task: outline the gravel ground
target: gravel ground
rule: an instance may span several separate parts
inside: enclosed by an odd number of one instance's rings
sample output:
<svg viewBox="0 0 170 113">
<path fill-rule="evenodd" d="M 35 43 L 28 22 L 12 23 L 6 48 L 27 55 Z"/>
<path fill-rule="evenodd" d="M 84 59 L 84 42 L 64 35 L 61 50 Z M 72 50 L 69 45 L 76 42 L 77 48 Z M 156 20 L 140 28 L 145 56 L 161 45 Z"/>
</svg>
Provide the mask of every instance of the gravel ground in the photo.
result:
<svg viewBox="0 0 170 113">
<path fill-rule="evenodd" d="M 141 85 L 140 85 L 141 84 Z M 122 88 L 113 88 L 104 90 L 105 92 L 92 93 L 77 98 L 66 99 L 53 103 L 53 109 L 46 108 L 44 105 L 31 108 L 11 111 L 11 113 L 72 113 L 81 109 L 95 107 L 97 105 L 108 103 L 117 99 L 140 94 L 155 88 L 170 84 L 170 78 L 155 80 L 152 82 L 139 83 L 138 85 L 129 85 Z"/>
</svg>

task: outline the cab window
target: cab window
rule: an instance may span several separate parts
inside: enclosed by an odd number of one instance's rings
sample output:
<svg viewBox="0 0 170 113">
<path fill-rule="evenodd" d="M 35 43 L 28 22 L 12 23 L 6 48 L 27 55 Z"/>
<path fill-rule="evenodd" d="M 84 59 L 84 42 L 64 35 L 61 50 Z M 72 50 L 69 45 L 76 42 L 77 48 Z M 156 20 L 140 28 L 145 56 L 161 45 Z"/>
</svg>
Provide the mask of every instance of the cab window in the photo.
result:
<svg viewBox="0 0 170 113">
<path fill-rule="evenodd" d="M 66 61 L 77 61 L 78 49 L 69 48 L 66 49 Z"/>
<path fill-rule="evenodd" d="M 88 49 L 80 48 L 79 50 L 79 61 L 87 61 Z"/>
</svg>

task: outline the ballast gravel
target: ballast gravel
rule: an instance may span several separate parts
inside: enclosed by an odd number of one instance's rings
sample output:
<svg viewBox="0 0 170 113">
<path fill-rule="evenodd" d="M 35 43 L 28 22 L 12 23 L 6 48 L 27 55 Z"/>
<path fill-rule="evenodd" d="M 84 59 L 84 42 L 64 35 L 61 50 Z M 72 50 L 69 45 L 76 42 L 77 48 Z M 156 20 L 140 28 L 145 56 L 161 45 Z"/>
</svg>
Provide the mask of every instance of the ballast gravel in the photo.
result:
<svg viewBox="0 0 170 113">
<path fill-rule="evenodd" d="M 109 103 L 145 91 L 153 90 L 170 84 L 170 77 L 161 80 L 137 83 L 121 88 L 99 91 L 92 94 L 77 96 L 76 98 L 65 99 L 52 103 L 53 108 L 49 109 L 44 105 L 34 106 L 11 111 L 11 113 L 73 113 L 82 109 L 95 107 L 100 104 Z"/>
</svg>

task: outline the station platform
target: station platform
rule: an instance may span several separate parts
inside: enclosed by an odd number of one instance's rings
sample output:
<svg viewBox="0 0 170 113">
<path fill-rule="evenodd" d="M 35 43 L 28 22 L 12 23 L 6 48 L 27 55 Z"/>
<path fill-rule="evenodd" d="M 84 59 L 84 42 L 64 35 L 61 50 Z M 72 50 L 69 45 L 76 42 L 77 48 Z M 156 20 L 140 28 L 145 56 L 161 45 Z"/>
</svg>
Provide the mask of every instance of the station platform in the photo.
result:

*OBJECTIVE*: Reproduce all of the material above word for word, from its first line through its last.

*SOLUTION*:
task: outline the gravel ground
target: gravel ground
rule: an instance may span several separate parts
inside: enclosed by an odd number of one instance's rings
sample output:
<svg viewBox="0 0 170 113">
<path fill-rule="evenodd" d="M 35 43 L 28 22 L 12 23 L 6 48 L 27 55 Z"/>
<path fill-rule="evenodd" d="M 84 59 L 84 42 L 64 35 L 61 50 Z M 72 50 L 69 45 L 76 42 L 77 48 Z M 156 20 L 140 28 L 145 56 L 161 45 Z"/>
</svg>
Provide the mask of every instance of the gravel ground in the photo.
result:
<svg viewBox="0 0 170 113">
<path fill-rule="evenodd" d="M 141 85 L 140 85 L 141 84 Z M 122 88 L 113 88 L 104 90 L 105 92 L 92 93 L 77 98 L 66 99 L 53 103 L 53 109 L 46 108 L 44 105 L 31 108 L 11 111 L 11 113 L 72 113 L 81 109 L 95 107 L 97 105 L 108 103 L 117 99 L 140 94 L 155 88 L 170 84 L 170 78 L 155 80 L 152 82 L 139 83 L 138 85 L 129 85 Z"/>
</svg>

task: outline the cab window
target: cab window
rule: an instance may span several separate parts
inside: enclosed by an odd number of one instance's rings
sample output:
<svg viewBox="0 0 170 113">
<path fill-rule="evenodd" d="M 35 43 L 28 22 L 12 23 L 6 48 L 27 55 Z"/>
<path fill-rule="evenodd" d="M 84 59 L 84 42 L 64 35 L 61 50 Z M 72 50 L 69 45 L 76 42 L 77 48 Z M 156 20 L 140 28 L 145 56 L 161 45 Z"/>
</svg>
Provide the mask of every instance of the cab window in the photo.
result:
<svg viewBox="0 0 170 113">
<path fill-rule="evenodd" d="M 66 61 L 77 61 L 78 49 L 69 48 L 66 49 Z"/>
<path fill-rule="evenodd" d="M 88 49 L 80 48 L 79 50 L 79 61 L 87 61 Z"/>
</svg>

task: outline the ballast gravel
target: ballast gravel
rule: an instance may span several separate parts
inside: enclosed by an odd number of one instance's rings
sample output:
<svg viewBox="0 0 170 113">
<path fill-rule="evenodd" d="M 35 43 L 28 22 L 12 23 L 6 48 L 27 55 Z"/>
<path fill-rule="evenodd" d="M 84 59 L 84 42 L 64 35 L 61 50 Z M 72 50 L 69 45 L 76 42 L 77 48 Z M 156 20 L 140 28 L 145 56 L 161 45 Z"/>
</svg>
Provide the mask of every instance of the ballast gravel in the photo.
result:
<svg viewBox="0 0 170 113">
<path fill-rule="evenodd" d="M 109 103 L 145 91 L 153 90 L 170 84 L 170 77 L 161 80 L 137 83 L 121 88 L 99 91 L 92 94 L 77 96 L 76 98 L 65 99 L 52 103 L 53 108 L 49 109 L 44 105 L 34 106 L 11 111 L 11 113 L 73 113 L 82 109 L 95 107 L 100 104 Z"/>
</svg>

task: outline the station platform
target: station platform
rule: an instance may span several separate parts
inside: enclosed by an odd number of one instance's rings
sample output:
<svg viewBox="0 0 170 113">
<path fill-rule="evenodd" d="M 35 43 L 28 22 L 12 23 L 6 48 L 27 55 Z"/>
<path fill-rule="evenodd" d="M 84 59 L 84 42 L 64 35 L 61 50 Z M 72 50 L 69 45 L 76 42 L 77 48 Z M 156 20 L 140 28 L 145 56 L 161 45 Z"/>
</svg>
Provide the mask of every instance of the station platform in the photo.
result:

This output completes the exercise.